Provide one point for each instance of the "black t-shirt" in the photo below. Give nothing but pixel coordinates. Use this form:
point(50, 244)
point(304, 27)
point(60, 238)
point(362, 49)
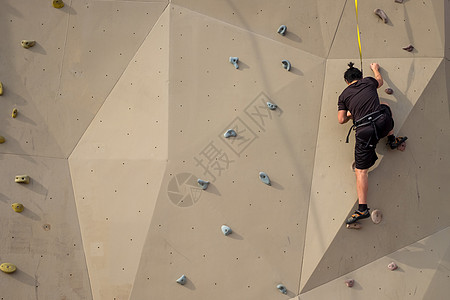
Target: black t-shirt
point(360, 98)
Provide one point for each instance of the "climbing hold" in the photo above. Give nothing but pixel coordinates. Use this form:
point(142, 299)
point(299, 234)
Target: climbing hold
point(230, 133)
point(8, 268)
point(286, 64)
point(17, 207)
point(271, 106)
point(350, 282)
point(392, 266)
point(58, 4)
point(27, 44)
point(354, 226)
point(22, 179)
point(282, 30)
point(282, 288)
point(14, 113)
point(389, 91)
point(376, 216)
point(408, 48)
point(234, 61)
point(203, 183)
point(226, 230)
point(182, 280)
point(379, 12)
point(264, 178)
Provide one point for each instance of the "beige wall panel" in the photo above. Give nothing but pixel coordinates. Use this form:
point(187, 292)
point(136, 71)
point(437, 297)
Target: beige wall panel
point(420, 23)
point(43, 241)
point(118, 165)
point(407, 187)
point(269, 222)
point(102, 38)
point(311, 25)
point(30, 77)
point(423, 273)
point(334, 182)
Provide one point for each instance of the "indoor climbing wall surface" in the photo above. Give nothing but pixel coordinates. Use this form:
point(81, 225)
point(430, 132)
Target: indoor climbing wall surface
point(123, 105)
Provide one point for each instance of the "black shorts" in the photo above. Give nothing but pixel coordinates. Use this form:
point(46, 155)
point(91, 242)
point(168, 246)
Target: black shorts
point(366, 139)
****************
» TASK OBJECTIVE: Across the records, count each line that holds the string "above". Respond with the number only.

» WRITTEN RESPONSE: 4